*Your objective*:
Write a continuation of the devotional reading on honesty, sin and grace, picking up right after its final sentence.

I give each of you this warning: Be honest in your estimate of yourselves,
measuring your value by how much faith God has given you.
Romans 12:3 NLT

If we claim that we’re free of sin, we’re only fooling ourselves. A claim like that is errant nonsense. On the other hand, if we admit our sins – make a clean break of them – he won’t let us down, he’ll be true to himself. He’ll forgive our sins and purge us of all our wrongdoing. If we claim that we’ve never sinned, we out-and-out contradict God – make a liar out of him. A claim like that only shows off our ignorance.
I John 1:8-9 MSG

 Recovery requires that we accept ourselves and admit that which is the worst about us, and when we do this, there is a discovery of grace as only God can give. Grace is only grace when it’s unwarranted. In grace we find permission to surrender the outcome of a war that is impossible to win. The war is over, we surrendered our illusions and ourselves and survived our addictions and lived.

I quit focusing on the handicap and began to appreciate the gift. It was a case of Christ’s strength moving in on my weakness. Now I take my limitations in stride, and with good cheer, these limitations that cut me down to size – abuse, accidents, opposition and bad breaks. I just let Christ take over! And so the weaker I get, the stronger I become.
2 Corinthians 12: 7-10 MSG

The heart is the deepest essence of a person. It symbolizes what’s at our core. The heart of the matter is that we can know and be known only through revealing what’s in our heart.
Brennan Manning, Posers, Fakers & Wannabes pg 147

 One of the great returns on the investment my honesty brings to me is when others in our fellowship say “me too” to me. When someone says “me too,” they are in effect telling me that “they too” have suffered from similar conflicts, shortcomings and sins as I have. In doing so, they help heal my perspective and how I relate to other people.

Natural-language object grounding data:
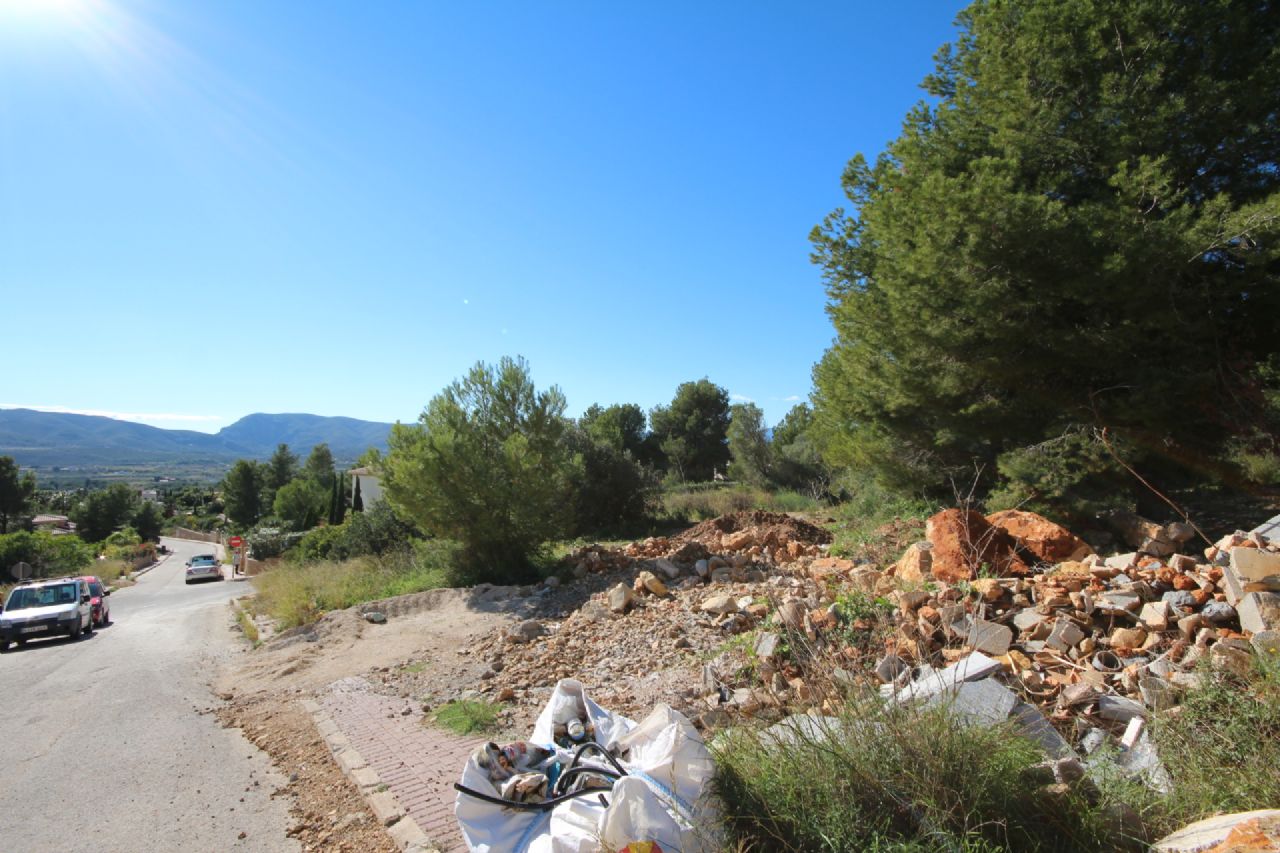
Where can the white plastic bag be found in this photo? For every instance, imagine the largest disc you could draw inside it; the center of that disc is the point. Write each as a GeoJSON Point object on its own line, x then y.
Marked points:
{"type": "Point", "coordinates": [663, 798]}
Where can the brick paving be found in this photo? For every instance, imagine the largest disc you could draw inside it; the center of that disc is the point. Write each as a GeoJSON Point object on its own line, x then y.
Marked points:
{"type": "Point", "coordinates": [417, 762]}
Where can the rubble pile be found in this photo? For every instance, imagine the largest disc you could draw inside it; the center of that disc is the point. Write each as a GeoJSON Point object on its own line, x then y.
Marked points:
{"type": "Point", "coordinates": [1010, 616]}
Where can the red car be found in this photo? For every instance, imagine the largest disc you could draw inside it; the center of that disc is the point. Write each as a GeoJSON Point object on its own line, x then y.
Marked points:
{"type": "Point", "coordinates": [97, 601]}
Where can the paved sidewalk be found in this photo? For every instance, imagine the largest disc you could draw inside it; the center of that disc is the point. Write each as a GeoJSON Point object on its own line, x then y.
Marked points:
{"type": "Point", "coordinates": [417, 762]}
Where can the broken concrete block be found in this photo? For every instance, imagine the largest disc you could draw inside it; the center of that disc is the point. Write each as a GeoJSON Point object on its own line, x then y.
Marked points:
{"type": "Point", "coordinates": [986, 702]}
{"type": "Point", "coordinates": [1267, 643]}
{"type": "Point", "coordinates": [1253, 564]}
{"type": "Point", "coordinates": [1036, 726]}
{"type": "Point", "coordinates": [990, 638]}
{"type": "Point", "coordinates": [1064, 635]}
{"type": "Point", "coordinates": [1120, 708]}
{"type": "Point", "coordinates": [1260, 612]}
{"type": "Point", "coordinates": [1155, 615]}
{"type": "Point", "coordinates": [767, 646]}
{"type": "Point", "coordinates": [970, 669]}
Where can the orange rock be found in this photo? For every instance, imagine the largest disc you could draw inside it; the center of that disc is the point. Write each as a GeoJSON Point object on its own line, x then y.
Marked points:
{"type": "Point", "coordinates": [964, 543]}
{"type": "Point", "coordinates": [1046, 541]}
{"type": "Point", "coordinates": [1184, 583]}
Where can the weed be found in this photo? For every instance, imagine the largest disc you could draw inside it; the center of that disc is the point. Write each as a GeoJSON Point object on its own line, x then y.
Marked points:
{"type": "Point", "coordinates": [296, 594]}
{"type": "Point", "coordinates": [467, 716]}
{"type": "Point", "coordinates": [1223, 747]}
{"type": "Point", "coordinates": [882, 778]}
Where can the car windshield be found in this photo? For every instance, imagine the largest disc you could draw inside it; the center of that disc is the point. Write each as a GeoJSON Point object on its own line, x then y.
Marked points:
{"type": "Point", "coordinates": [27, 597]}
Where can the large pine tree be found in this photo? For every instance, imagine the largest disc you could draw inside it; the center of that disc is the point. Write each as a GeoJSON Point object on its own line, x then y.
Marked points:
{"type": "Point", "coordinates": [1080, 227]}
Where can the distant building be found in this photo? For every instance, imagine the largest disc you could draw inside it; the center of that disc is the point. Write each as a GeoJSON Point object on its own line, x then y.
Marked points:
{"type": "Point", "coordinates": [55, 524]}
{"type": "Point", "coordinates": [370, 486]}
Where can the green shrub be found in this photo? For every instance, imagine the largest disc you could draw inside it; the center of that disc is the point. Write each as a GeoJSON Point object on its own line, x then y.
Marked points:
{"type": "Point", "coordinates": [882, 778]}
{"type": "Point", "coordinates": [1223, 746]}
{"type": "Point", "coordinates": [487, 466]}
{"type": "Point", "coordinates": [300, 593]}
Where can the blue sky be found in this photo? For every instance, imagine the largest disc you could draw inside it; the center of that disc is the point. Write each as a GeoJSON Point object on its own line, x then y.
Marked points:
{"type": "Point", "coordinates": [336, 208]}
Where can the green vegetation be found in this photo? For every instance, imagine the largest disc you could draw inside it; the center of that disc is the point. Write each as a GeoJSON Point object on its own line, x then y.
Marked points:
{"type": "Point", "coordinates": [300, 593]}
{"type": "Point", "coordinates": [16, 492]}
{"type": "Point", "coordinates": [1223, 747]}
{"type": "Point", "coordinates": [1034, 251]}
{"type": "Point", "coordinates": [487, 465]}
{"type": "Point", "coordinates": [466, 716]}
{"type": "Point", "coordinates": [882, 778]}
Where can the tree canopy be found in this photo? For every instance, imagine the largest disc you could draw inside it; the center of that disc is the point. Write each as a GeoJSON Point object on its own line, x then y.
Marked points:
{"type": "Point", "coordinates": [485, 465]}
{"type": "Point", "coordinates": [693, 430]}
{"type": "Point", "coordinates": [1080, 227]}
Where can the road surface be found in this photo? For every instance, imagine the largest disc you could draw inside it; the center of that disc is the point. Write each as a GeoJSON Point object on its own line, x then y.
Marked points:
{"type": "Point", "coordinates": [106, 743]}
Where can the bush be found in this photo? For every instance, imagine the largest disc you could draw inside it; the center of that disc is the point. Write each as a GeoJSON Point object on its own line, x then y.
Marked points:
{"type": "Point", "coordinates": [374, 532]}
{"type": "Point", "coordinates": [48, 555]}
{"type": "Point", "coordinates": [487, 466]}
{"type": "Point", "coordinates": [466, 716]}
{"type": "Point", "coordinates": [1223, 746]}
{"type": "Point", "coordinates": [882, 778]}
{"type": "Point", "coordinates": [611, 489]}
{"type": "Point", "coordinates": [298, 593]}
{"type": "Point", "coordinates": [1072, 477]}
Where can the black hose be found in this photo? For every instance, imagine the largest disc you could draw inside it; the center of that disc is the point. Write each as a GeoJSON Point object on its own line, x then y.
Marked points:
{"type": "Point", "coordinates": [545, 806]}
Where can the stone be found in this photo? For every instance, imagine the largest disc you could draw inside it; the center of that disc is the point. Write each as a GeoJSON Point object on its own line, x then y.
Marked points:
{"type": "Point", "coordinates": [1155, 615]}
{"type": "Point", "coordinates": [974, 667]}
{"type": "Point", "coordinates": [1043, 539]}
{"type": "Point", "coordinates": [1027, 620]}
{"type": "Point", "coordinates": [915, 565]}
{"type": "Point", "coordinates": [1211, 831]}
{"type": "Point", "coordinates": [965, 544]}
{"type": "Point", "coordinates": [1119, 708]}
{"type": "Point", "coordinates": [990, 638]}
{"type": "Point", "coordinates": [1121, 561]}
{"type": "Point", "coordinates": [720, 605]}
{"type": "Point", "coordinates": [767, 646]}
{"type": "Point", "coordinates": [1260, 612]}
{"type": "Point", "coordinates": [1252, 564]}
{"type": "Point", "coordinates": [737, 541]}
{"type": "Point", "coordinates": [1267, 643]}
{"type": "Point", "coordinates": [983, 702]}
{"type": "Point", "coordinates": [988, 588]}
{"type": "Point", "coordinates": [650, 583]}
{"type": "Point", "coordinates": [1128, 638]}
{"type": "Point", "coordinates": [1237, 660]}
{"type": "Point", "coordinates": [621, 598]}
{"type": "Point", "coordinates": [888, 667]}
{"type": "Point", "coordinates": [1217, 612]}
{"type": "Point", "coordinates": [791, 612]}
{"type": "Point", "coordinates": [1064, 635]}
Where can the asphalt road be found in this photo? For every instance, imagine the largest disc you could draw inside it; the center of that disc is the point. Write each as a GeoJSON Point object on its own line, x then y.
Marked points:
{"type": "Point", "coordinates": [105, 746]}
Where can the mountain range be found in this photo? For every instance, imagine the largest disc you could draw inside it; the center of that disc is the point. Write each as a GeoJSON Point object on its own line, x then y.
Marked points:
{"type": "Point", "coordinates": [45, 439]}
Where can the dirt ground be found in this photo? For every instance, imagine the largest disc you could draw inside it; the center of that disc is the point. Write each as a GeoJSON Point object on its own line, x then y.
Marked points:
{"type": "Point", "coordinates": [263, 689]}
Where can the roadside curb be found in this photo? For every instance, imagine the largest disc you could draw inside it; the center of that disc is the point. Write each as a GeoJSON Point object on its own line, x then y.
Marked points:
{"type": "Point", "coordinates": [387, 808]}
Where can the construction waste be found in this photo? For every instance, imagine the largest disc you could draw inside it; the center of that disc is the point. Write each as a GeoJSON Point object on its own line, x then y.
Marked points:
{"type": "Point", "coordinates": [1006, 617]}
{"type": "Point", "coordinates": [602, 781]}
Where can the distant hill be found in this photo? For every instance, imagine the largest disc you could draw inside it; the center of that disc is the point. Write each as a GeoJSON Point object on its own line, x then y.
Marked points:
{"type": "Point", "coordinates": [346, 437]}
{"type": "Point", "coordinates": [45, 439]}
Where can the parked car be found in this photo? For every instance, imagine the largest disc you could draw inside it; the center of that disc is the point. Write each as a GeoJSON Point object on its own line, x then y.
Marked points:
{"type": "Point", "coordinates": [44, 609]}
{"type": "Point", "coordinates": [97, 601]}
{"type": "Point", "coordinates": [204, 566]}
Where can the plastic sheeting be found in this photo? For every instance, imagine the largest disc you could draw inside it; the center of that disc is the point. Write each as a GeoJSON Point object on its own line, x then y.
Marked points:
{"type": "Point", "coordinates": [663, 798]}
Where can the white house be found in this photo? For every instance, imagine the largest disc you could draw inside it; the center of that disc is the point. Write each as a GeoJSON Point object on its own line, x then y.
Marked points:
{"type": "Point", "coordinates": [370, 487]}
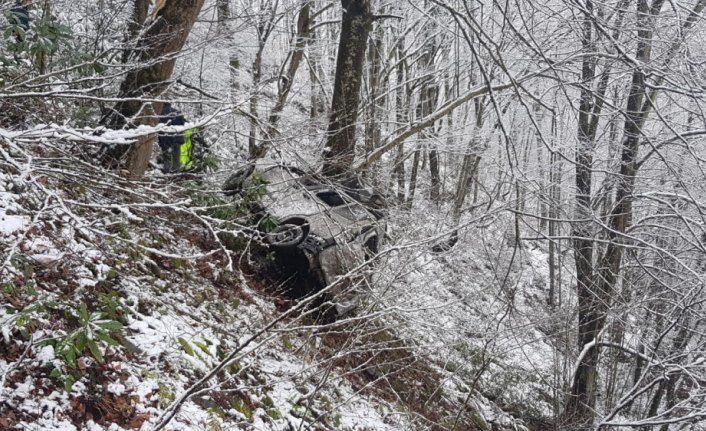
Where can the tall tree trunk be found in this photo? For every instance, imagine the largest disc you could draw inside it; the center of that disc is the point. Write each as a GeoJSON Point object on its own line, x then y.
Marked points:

*Output of the exercise*:
A timely “me too” helps deliver us from the power of our secrets. Identifying and admitting shared destructive patterns breaks down the walls of isolation. The experience of being heard, observed, known, included, loved and embraced, in spite of our addictions, sins and mistakes, is transformational. When a person gives the power of love through an understanding ear, compassion and understanding soak in deeply, washing away the poison of self-hatred and condemnation. Without the establishment and re-establishment of trust with other people in this way, spiritual and emotional wholeness cannot happen.

Personal admissions of weakness and failure to another person may seem like a surgery of the soul, but doing so results in the freedom of a new way of thinking about ourselves, God and other people. To not risk honesty, to not trust, to not heal, to not become relationally and emotionally whole, leaves us alone and at the mercy of sexual addiction, inevitably leading to more failure and destruction.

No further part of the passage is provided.